JOB:
Copy out the listing from the line with "like [294, 82]." through the end of the listing, keeping every line, requests included. Shift each coordinate in the answers by adding -52 to it.

Records from a collection:
========================

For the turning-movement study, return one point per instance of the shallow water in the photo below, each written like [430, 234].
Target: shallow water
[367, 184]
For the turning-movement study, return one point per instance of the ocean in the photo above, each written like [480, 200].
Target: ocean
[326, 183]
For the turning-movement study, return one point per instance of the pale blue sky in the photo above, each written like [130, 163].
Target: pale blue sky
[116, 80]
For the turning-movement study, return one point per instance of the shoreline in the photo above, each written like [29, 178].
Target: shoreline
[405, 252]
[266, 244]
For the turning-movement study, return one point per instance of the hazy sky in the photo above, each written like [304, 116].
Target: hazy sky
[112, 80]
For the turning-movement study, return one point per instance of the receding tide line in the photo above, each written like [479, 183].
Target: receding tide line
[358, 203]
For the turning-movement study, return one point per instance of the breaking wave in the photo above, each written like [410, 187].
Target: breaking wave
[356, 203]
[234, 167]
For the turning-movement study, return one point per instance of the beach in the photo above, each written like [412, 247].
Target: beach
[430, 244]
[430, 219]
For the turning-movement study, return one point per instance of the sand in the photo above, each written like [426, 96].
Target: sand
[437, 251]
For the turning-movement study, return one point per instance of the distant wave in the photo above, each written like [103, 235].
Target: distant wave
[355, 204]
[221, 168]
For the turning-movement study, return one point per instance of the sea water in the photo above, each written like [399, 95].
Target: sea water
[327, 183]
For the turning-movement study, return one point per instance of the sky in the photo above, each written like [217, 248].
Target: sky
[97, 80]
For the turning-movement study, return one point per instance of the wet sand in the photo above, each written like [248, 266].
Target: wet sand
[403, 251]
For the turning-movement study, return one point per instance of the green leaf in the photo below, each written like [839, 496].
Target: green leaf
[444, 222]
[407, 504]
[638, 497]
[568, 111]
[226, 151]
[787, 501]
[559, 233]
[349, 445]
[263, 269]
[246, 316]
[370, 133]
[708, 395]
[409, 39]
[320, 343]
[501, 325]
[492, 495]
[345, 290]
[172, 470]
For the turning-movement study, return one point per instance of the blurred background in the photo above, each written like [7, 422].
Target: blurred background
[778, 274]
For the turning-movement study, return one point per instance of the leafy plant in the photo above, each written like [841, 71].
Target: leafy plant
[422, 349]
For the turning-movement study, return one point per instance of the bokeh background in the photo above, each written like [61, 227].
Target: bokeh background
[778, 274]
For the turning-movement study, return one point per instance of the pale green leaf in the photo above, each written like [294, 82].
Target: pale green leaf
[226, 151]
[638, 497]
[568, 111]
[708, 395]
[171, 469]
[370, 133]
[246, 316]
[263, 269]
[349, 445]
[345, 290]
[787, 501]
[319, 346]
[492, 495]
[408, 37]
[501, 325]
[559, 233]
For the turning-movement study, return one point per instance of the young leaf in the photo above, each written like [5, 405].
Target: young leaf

========================

RESPONSE TO THE TASK:
For the turning-movement study, return one point per instance of the pale green leaf in the photo above, each written like [294, 82].
Target: pale green leaf
[174, 99]
[586, 445]
[516, 59]
[656, 343]
[119, 417]
[318, 81]
[194, 264]
[211, 217]
[297, 393]
[293, 238]
[735, 449]
[267, 294]
[440, 443]
[356, -15]
[449, 273]
[507, 181]
For the turning-movement study, return one point per instance of the young leaf in the photo above, each written like [5, 405].
Target: young leaf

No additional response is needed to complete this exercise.